##### Given text #####

Role of arts in public health capturing interest: Health programs, community projects tap into creative side

Donya Currie

As a student, physician Sandro Galea took the typical pre-med college coursework, including biology, chemistry, physics and math, leaving little room for creative pursuits.

“I don’t know that I ever thought it was possible to combine science and art,” Galea, MD, MPH, DrPH, now dean of the Boston University School of Public Health, told The Nation’s Health. “We stream kids into these channels of learning. There’s the science kids and there’s the arts kids. If you’re a science kid, you don’t really end up taking any arts courses or humanities courses.”

Given the expanding research linking arts to improved physical and mental health, Galea is one of a growing number of public health professionals advocating for arts in public health. He called for bridging “the gap between art and public health” in a recent Health Promotion Practice supplemental issue.

Jill Sonke, PhD, who coedited the issue, has been working to do just that. “I think the biggest growth area in the overarching arts in health field is arts in public health,” Sonke, director of the University of Florida’s Center for Arts in Medicine, told The Nation’s Health. “A lot of research these days is establishing arts participation as a health behavior. That’s a really important thing for us to think about in public health.”

“A lot of research these days is establishing arts participation as a health behavior. That’s a really important thing for us to think about in public health.“

—Jill Sonke

According to the Creating Healthy Communities: Arts + Public Health in America initiative, the arts can be especially beneficial for public health in five key areas: collective trauma, racism, mental health, social exclusion and isolation, and chronic disease.

When Sonke and colleagues began work on the healthy communities initiative in 2017, she said they assumed building arts in public health would be a lot like building a field of arts in health care, which she likened to “pushing a boulder up a hill” to bring a new idea into the mainstream.

But when the initiative launched, she joked with a colleague that “it was like chasing a boulder down a hill. There was just so much readiness…not just readiness, but eagerness.”

That might be because so many public health professionals already are either artists themselves or work with artists to improve community health and well-being.

Clint Steib, MPH, who oversees HIV prevention services at St. Christopher’s Hospital for Children in Philadelphia, earned his bachelor’s degree in fine arts. He first worked as a newspaper photographer before being drawn to HIV prevention outreach and then completing an art therapy certification program at the New School in New York. After moving to Philadelphia and becoming an HIV tester at a community health center, he joined with the center’s art therapist to co-lead an art therapy group for nearly nine years.

##### Source material #####

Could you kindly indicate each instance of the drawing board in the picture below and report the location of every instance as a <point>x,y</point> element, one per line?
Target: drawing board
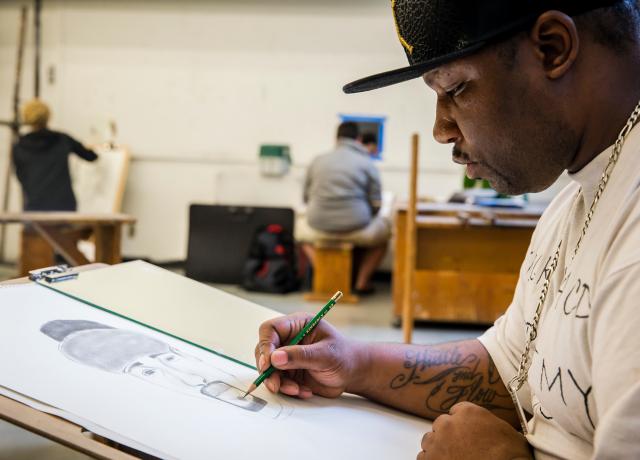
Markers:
<point>99,185</point>
<point>174,304</point>
<point>168,398</point>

#####

Activity: Write the next part of the article on arts in public health, picking up after its last sentence.

Output below:
“What I got out of it, and what I saw other people get out of it, was just amazing,” he told The Nation’s Health.

In at least half of U.S. hospitals, arts programming is in place for patients, family members and medical staff. In Birmingham, Alabama, for example, the Institute for Arts in Medicine at UAB Medicine provides dance sessions for adult and adolescent psychiatry patients, sewing and embroidery groups for women with high-risk pregnancies, and musical performances in open spaces such as hospital lobbies.

Kimberly Kirklin, MA, director of the institute, has a bachelor’s degree in music and musical theater and said she came to her current role “like a lot of people, through a circuitous route.”

She started working with the Alys Stephens Center, the performing arts venue on the University of Alabama at Birmingham campus, first in administration and then adding education and outreach to her job description. She watched a local poet inspire kids of all ages during classroom visits to go from cross-armed skepticism to eagerly volunteering to share their writing.

“The arts can be such a powerful connector, a motivator,” Kirklin told The Nation’s Health. “I just started thinking, if this is so powerful in education, maybe there are other ways arts can have an effect on people.”

The center started a program for senior adults in subsidized housing that led to a dance troupe. Kirklin enrolled in an online graduate program through the University of Florida Center for Arts in Medicine. She used what she learned to inform work first at an Alabama children’s hospital and then later at the Institute for Arts in Medicine.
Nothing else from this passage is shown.